» TEXTO PROPORCIONADO:
%%

En cuanto a los salarios, según PNUD 2010, la participación de los mismos en el ingreso bajó en 65 de un total de 110países en las últimas dos décadas. En EEUU e India las caídas han sido de hasta 5 puntos porcentuales entre 1990 y 2008. Estos descensos parecen coincidir con menor grado de sindicalización, y las aperturas comerciales y financieras. En lo que se refiere al trabajo, antes de la crisis de 2007-09 casi 1400 millones de personas tenían trabajo precario; y con la crisis llegaron a 1500 millones, algo más de la mitad de la población activa del planeta (datos OIT). También según la OIT y el PNUD, en 2008 unos 633 millones de trabajadores y sus familias vivían por debajo del umbral (arbitrario) de pobreza de 1,25 dólares diarios, y la crisis hizo que ese número aumentara en otros 64 millones. En cuanto a la desocupación, antes del estallido de la crisis había 178 millones de desocupados en el mundo; y la crisis elevó la cifra a 212 millones, a fines de 2009. A la luz de estos datos,  no parece haber fundamentos para sostener que la extensión de las democracias capitalistas haya revertido, en algún sentido profundo, los males que derivan del modo de producción capitalista. La precarización del trabajo, los bajos salarios, la polarización social y la desocupación se han mantenido  a pesar del aumento y extensión de las libertades y las democracias capitalistas.

%%

(Entradas del conjunto de datos)
%%

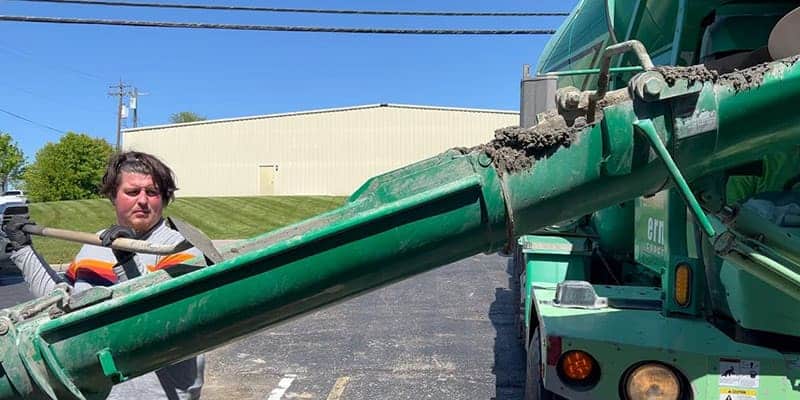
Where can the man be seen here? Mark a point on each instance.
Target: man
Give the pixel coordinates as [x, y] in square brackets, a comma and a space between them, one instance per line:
[139, 186]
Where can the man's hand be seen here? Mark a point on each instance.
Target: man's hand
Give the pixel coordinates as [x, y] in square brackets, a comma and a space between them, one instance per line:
[115, 232]
[18, 238]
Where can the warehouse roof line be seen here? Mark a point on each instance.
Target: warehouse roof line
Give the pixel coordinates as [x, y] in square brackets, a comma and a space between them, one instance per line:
[319, 111]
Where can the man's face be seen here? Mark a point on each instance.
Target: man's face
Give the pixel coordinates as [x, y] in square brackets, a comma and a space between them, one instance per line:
[137, 202]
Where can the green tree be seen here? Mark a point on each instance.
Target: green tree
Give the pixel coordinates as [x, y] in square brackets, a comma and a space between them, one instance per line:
[185, 116]
[12, 161]
[68, 170]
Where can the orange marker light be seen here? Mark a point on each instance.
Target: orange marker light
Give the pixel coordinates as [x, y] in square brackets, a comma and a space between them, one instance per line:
[577, 365]
[683, 285]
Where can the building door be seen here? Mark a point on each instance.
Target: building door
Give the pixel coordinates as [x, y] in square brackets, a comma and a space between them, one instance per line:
[266, 179]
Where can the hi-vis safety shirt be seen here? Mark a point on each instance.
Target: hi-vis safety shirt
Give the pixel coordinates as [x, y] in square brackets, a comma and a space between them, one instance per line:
[93, 266]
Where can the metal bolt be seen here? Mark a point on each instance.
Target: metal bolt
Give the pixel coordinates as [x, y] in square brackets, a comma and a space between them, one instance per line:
[568, 98]
[653, 86]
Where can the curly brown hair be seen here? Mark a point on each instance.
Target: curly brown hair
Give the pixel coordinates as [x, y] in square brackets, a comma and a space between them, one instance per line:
[140, 163]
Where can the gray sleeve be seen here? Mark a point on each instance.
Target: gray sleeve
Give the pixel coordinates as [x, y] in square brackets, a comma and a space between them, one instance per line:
[40, 276]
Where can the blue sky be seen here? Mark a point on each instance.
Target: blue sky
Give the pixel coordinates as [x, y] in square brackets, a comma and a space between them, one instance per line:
[58, 75]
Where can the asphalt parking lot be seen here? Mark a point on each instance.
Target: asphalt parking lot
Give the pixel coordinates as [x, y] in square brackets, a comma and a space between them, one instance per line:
[446, 334]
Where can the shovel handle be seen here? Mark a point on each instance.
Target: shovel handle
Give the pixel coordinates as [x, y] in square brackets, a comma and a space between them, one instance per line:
[132, 245]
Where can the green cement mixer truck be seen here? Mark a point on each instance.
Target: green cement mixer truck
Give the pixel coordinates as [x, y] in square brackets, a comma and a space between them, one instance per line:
[656, 251]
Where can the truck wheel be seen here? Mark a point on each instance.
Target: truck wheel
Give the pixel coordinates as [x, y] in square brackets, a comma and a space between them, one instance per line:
[534, 388]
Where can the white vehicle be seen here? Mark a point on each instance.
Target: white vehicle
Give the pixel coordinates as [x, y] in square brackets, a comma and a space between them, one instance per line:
[10, 206]
[13, 194]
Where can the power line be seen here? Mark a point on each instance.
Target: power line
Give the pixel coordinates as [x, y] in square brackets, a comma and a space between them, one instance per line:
[274, 28]
[44, 64]
[305, 10]
[31, 121]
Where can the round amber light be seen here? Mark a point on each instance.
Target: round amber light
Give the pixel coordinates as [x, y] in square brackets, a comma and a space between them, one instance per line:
[653, 381]
[577, 365]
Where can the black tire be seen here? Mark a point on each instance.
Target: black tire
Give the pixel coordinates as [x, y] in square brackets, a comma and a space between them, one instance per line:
[517, 269]
[534, 388]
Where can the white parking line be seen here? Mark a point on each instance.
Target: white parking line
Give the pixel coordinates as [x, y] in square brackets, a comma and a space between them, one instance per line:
[338, 388]
[283, 384]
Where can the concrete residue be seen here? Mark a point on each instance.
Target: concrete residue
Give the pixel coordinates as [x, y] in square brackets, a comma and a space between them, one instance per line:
[515, 149]
[739, 80]
[695, 73]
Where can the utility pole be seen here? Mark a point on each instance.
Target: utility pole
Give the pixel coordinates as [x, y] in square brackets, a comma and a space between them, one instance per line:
[134, 106]
[120, 93]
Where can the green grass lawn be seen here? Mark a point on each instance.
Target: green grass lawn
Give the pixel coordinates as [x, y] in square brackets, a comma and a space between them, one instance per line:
[218, 217]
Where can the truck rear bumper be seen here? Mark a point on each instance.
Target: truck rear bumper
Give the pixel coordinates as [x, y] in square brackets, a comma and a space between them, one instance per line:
[713, 365]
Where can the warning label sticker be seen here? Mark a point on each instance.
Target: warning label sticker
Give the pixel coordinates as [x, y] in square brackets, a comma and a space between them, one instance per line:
[739, 373]
[737, 394]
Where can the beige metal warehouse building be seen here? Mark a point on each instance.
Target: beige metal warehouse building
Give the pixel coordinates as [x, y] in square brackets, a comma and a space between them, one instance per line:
[319, 152]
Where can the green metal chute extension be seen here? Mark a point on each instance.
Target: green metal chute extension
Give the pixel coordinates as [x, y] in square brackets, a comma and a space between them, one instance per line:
[397, 225]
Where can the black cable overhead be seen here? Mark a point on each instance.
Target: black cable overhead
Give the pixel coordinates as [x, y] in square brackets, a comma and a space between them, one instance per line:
[30, 121]
[303, 10]
[274, 28]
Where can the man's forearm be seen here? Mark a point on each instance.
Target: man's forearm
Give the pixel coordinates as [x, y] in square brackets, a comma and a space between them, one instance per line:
[40, 276]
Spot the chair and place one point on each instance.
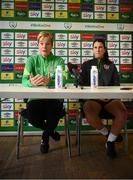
(106, 115)
(76, 115)
(22, 114)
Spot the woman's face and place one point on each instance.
(45, 46)
(98, 50)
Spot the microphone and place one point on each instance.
(73, 69)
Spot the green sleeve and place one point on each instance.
(26, 74)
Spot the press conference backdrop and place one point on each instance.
(75, 23)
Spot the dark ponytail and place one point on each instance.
(106, 56)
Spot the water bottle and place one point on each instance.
(94, 77)
(58, 77)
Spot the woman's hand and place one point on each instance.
(39, 80)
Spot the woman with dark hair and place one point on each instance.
(40, 71)
(107, 76)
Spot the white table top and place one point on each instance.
(18, 91)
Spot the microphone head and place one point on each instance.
(72, 67)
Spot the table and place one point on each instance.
(18, 91)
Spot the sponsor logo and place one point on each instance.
(113, 16)
(61, 6)
(20, 43)
(6, 43)
(87, 8)
(125, 8)
(74, 7)
(114, 60)
(113, 37)
(112, 8)
(7, 100)
(20, 105)
(100, 15)
(19, 100)
(61, 14)
(113, 1)
(60, 44)
(89, 1)
(61, 52)
(7, 106)
(125, 37)
(7, 76)
(35, 14)
(20, 60)
(74, 14)
(47, 14)
(86, 37)
(7, 13)
(7, 67)
(21, 13)
(47, 6)
(7, 60)
(126, 60)
(7, 114)
(87, 52)
(68, 25)
(100, 36)
(84, 59)
(19, 67)
(33, 44)
(101, 8)
(113, 52)
(7, 5)
(33, 51)
(18, 75)
(125, 52)
(35, 6)
(32, 35)
(120, 27)
(5, 51)
(73, 36)
(61, 36)
(21, 5)
(87, 15)
(74, 44)
(125, 45)
(74, 52)
(7, 35)
(7, 123)
(125, 76)
(125, 16)
(113, 45)
(87, 45)
(20, 35)
(20, 52)
(75, 60)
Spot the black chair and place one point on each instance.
(22, 114)
(107, 116)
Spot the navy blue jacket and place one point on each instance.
(107, 73)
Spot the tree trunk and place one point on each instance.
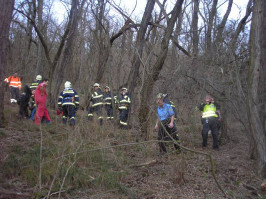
(40, 48)
(155, 71)
(194, 24)
(67, 60)
(134, 71)
(256, 83)
(220, 28)
(210, 28)
(6, 10)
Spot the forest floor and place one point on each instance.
(75, 165)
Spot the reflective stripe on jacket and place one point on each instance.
(107, 98)
(209, 110)
(68, 97)
(124, 102)
(13, 81)
(97, 98)
(34, 84)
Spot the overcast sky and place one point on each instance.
(237, 12)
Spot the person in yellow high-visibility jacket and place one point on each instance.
(210, 113)
(15, 86)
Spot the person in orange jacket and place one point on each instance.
(15, 86)
(41, 98)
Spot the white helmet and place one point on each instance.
(67, 84)
(96, 85)
(39, 77)
(124, 89)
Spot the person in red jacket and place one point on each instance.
(41, 98)
(15, 85)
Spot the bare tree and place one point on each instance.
(134, 72)
(40, 26)
(195, 34)
(256, 83)
(212, 15)
(6, 10)
(155, 71)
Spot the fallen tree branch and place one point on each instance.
(145, 164)
(198, 152)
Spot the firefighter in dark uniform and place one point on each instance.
(97, 103)
(210, 114)
(33, 88)
(68, 102)
(123, 106)
(107, 99)
(165, 123)
(171, 103)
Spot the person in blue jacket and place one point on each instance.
(68, 102)
(165, 122)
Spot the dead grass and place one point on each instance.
(71, 170)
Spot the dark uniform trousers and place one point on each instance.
(14, 92)
(210, 123)
(69, 111)
(109, 111)
(123, 118)
(162, 135)
(98, 111)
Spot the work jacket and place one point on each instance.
(97, 98)
(13, 81)
(209, 110)
(34, 84)
(68, 97)
(124, 102)
(107, 98)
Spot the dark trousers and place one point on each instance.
(23, 110)
(98, 111)
(210, 124)
(14, 92)
(69, 112)
(162, 135)
(123, 118)
(109, 111)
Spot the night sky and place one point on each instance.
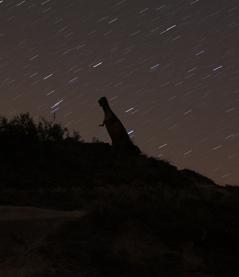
(170, 70)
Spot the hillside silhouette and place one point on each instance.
(94, 211)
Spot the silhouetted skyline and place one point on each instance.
(169, 69)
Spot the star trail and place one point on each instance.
(170, 70)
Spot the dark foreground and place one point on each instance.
(74, 209)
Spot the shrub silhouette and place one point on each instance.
(142, 212)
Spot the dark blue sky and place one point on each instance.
(170, 70)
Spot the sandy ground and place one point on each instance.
(22, 231)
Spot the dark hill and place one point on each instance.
(141, 216)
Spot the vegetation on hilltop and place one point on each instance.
(144, 216)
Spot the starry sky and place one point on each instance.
(170, 69)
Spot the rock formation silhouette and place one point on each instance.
(117, 132)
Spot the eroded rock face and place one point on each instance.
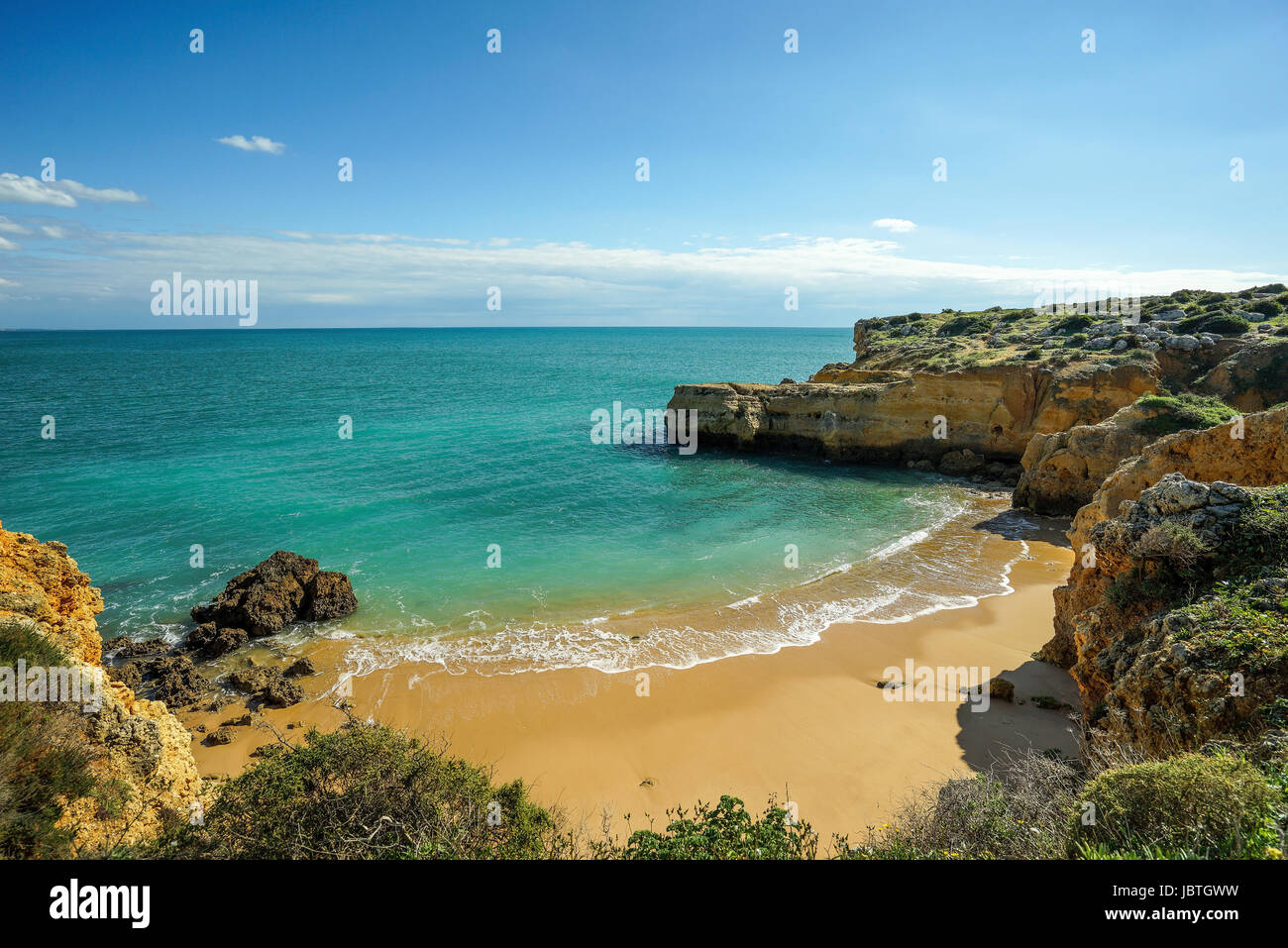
(329, 595)
(282, 588)
(145, 746)
(267, 686)
(1144, 682)
(265, 599)
(1258, 459)
(1063, 469)
(849, 414)
(1252, 378)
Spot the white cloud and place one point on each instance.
(399, 277)
(64, 193)
(256, 143)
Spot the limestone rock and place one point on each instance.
(145, 746)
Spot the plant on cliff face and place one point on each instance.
(369, 792)
(1190, 805)
(724, 831)
(44, 758)
(1181, 412)
(964, 325)
(1018, 813)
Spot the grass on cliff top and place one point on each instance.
(44, 758)
(1233, 597)
(1181, 412)
(952, 339)
(1188, 806)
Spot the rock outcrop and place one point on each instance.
(1253, 377)
(1256, 459)
(145, 747)
(1063, 469)
(282, 588)
(903, 417)
(1162, 673)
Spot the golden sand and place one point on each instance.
(804, 724)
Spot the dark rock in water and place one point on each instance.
(265, 599)
(210, 642)
(301, 668)
(281, 693)
(266, 685)
(176, 681)
(284, 587)
(329, 595)
(220, 736)
(128, 675)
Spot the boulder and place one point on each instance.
(329, 595)
(210, 642)
(175, 681)
(265, 599)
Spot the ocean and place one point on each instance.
(180, 459)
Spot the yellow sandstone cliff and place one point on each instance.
(145, 747)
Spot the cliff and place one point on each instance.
(1258, 459)
(967, 393)
(142, 747)
(892, 417)
(1180, 629)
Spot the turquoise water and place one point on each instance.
(462, 440)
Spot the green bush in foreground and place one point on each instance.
(1186, 806)
(369, 792)
(1181, 412)
(724, 831)
(44, 758)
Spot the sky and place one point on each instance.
(772, 174)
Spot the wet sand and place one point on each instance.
(805, 724)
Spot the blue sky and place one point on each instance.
(518, 168)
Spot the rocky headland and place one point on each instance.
(1166, 438)
(138, 749)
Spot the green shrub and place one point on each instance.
(724, 831)
(1225, 325)
(1190, 805)
(1266, 308)
(1181, 412)
(366, 792)
(44, 758)
(1073, 324)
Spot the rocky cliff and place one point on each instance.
(967, 393)
(957, 421)
(1179, 629)
(143, 747)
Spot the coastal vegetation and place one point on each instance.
(1176, 634)
(1099, 331)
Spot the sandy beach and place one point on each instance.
(805, 724)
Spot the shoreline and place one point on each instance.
(805, 724)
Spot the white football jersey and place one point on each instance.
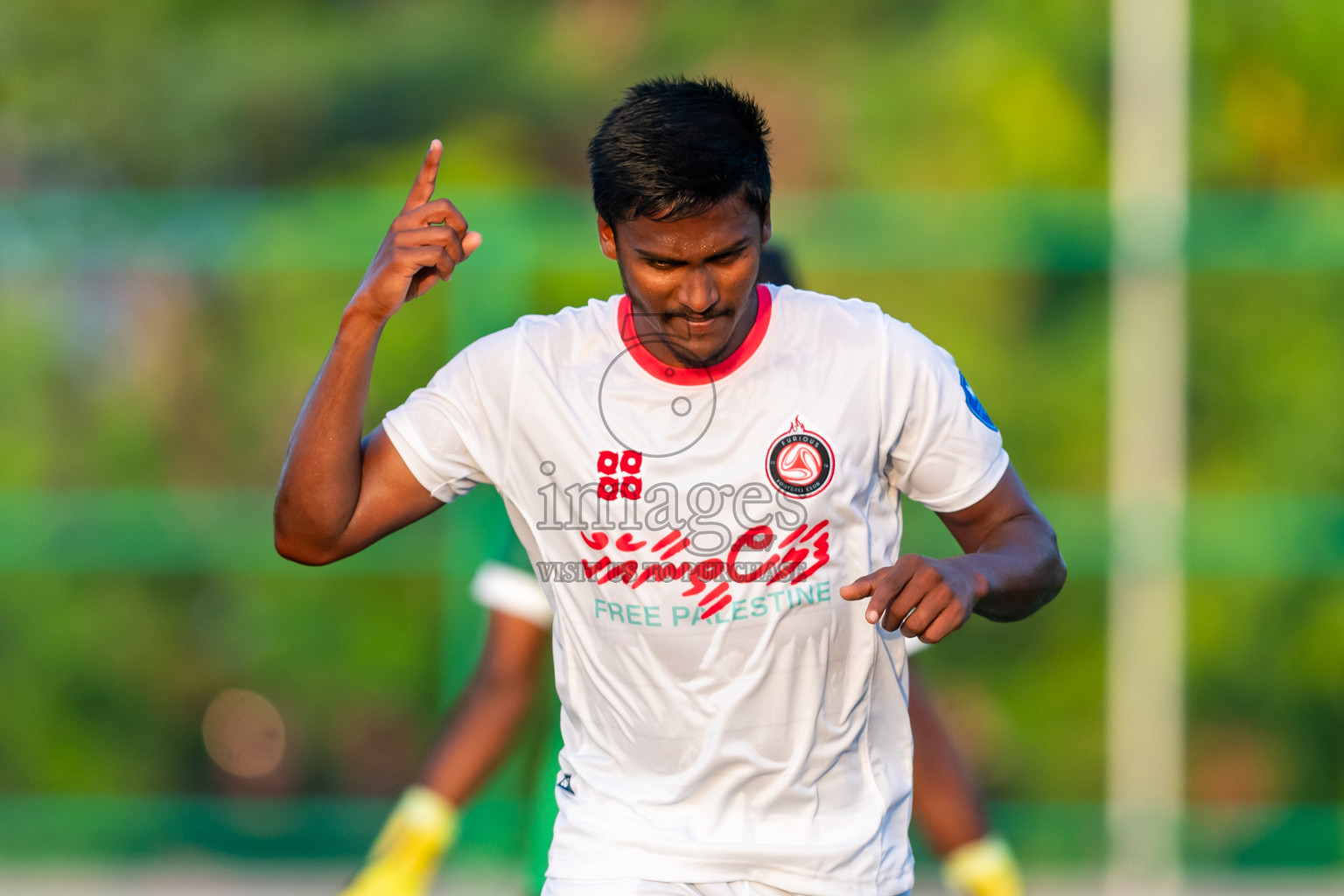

%%

» TAREAS:
A - Según el texto sobre salarios y empleo, ¿cuántos desocupados había en el mundo a fines de 2009?
B - Sigue escribiendo el texto sobre salarios y empleo a partir de su última oración.
Los ítems no guardan relación con el texto.

» RESPUESTAS DADAS:
A - 212 millones.

B -
Democracia y explotación capitalista
El examen de lo sucedido en las últimas décadas nos muestra entonces que la polarización social, la desigualdad, los salarios bajos, -que tienen sus bases en la explotación del trabajo asalariado- son perfectamente compatibles con la democracia formal capitalista. La democracia burguesa permite canalizar conflictos sociales y amortiguarlos, en la medida en que se genera la ilusión de que con el voto las cosas se pueden arreglar favorablemente para los explotados y oprimidos. En la medida en que el poder del capital -la propiedad privada de los medios de producción y de cambio- permanezca intacto, los formalismos democráticos pueden hacer bastante poco para alterar el curso fundamental de la dinámica del capital, y sus consecuencias. A la salida de la dictadura argentina, en 1983, el por entonces candidato a la presidencia, Raúl Alfonsín, acostumbraba repetir que con la democracia “se cura, se educa, se da trabajo”. En su visión, era suficiente con votar, restablecer el parlamento y las libertades formales, para que los problemas de las masas trabajadoras se solucionaran. La realidad fue que bajo su gobierno hubo un profundo deterioro de las condiciones de vida de la población, y se produjo una fuerte baja de los salarios, al calor de una crisis de proporciones pocas veces vista en el país. Esta experiencia se repite en muchos otros países de América Latina en los 80 y 90. ¿Por qué tiene que ser distinto en España, o en cualquier otro país, desarrollado, que esté sumido en la crisis? Por eso pienso que en la medida en que el movimiento de los indignados se quede en el reclamo de algunos mecanismos formales, que afectan al orden político, no es mucho lo que va a alterarse.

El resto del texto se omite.